§ **Tarefas a cumprir**
(1) Segundo o texto sobre José de Alencar, em que ano ele faleceu?
(2) Reproduza o trecho do texto sobre José de Alencar que vai de "Quatro anos depois" até "do O Guarani.", inclusive.

§ **Texto fornecido**
====================

Quatro anos depois de ter ingressado no escritório do Dr. Caetano Alberto Soares, o jovem cearense ingressou no jornalismo, como redator do Correio Mercantil. E o que lhe cabe fazer ali, de início, é a seção forense da folha, sem prejuízo dos primeiros surtos literários em letra de forma, nos folhetins que escreverá ao correr da pena e com os quais irá abrindo caminho à eclosão do romancista do O Guarani.

Em José de Alencar, a vocação literária, que levará o escritor à preeminência da literatura brasileira, corre paralela à vocação jurídica, como reverso e anverso da mesma medalha.

Nascido em 1829, faleceu Alencar em 1877. Tinha, assim, pouco mais de quarenta e oito anos, à hora do silêncio definitivo de sua pena. Tudo quanto esta deixou no papel seria respeitado pelo tempo – no romance, na novela, no ensaio, nos estudos históricos.

Dificilmente aceitamos que o escritor haja morrido tão cedo, tendo em conta que a vastidão de sua obra e a gravidade de sua figura física nos deixam a impressão de que, para escrever tantos livros, seu autor há de ter vivido muito.

A barba intonsa, que adornava o rosto magro de Alencar, tornava-o ainda mais velho, na severidade da figura mediativa que o bronze fixou na estátua sedestre de seu monumento.

Machado de Assis, que com ele conviveu, nos dá do amigo e mestre esta imagem: “A sensação que recebi no primeiro encontro pessoal com ele foi extraordinária; creio ainda agora que não lhe disse nada, contentando-me de fitá-lo com os olhos assombrados do menino Heine ao ver passar Napoleão. A fascinação não diminuiu com o trato do homem e do artista.”

====================

§ **Trechos dos dados**

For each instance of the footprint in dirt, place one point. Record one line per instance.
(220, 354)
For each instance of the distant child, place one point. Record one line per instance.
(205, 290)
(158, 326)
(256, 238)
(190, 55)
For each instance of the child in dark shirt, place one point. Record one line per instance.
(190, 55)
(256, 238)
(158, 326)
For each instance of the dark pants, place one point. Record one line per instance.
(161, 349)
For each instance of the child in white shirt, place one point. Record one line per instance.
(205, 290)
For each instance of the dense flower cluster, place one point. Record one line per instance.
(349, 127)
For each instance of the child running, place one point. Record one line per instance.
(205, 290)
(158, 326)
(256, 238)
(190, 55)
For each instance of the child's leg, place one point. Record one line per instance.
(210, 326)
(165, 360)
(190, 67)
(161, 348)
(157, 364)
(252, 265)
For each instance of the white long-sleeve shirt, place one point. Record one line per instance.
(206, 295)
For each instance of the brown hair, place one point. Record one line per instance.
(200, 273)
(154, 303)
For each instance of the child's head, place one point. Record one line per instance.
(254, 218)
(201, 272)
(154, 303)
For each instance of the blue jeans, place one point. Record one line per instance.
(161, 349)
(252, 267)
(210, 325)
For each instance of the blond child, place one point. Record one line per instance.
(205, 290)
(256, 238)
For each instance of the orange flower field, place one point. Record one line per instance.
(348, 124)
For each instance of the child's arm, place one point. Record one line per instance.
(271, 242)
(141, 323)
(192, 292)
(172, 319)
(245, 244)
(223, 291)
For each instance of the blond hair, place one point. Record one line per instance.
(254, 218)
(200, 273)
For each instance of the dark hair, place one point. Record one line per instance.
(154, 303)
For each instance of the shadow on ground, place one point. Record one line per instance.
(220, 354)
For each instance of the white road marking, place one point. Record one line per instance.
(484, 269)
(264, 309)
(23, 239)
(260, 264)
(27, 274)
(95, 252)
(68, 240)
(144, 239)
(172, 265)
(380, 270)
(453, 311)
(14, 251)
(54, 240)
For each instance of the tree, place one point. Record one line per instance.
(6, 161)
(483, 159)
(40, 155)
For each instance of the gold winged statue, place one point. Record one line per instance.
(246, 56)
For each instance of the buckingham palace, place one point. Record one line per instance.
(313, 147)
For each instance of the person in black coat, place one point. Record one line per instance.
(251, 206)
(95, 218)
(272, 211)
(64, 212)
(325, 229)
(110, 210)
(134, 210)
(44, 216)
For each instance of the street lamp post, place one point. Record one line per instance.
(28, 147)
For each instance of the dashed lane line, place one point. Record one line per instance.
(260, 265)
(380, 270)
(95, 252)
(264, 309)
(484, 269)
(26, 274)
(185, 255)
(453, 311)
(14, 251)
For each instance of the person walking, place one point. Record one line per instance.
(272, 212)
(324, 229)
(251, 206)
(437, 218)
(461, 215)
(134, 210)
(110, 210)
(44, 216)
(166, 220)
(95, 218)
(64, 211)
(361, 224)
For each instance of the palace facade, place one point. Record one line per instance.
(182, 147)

====================

§ **Respostas do exercício**
(1) Em 1877.

(2)
Quatro anos depois de ter ingressado no escritório do Dr. Caetano Alberto Soares, o jovem cearense ingressou no jornalismo, como redator do Correio Mercantil. E o que lhe cabe fazer ali, de início, é a seção forense da folha, sem prejuízo dos primeiros surtos literários em letra de forma, nos folhetins que escreverá ao correr da pena e com os quais irá abrindo caminho à eclosão do romancista do O Guarani.